[Data for the task]:
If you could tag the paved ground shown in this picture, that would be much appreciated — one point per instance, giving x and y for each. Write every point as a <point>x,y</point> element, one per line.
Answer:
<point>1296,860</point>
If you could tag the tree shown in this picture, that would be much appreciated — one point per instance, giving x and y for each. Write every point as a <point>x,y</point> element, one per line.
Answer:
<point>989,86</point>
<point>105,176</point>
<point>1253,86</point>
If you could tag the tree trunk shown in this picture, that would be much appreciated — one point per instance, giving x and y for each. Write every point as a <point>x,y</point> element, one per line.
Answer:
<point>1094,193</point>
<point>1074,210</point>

* * *

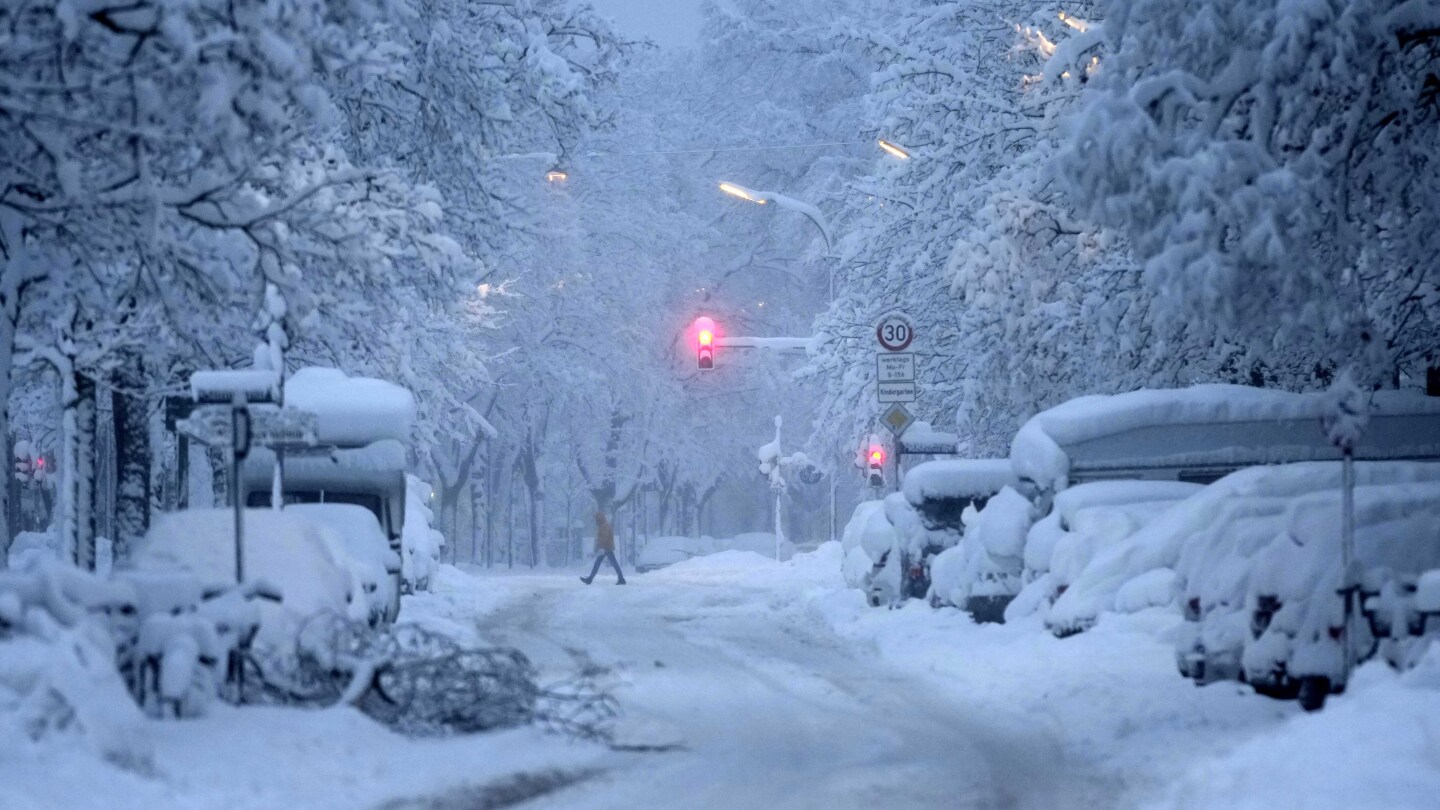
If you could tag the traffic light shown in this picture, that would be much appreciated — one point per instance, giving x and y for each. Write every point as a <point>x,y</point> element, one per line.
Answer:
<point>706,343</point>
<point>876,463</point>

[Aim of the task]: Retype the stretch of items from the line containing "If you could tag the tree shown" through the line containing "<point>1253,86</point>", copying every character as it stands.

[Output below]:
If you could tag the tree shown in this picture, that would be much appreciated — one point per instance, giving x and y for each. Write every point as a <point>x,y</point> element, one per line.
Answer:
<point>989,86</point>
<point>105,176</point>
<point>1253,86</point>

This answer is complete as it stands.